(Location labeling records)
*-*-*
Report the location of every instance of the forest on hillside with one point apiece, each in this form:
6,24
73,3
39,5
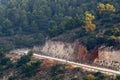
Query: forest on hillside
25,23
*-*-*
Rewrite all the records with each "forest on hillside" changed to "wooded slope" and everything else left as it is. Omit the pictures from your answer.

Report the location of every instance of the wooded slope with one point apiece, each in this form:
6,24
73,3
39,5
Query: wooded slope
25,23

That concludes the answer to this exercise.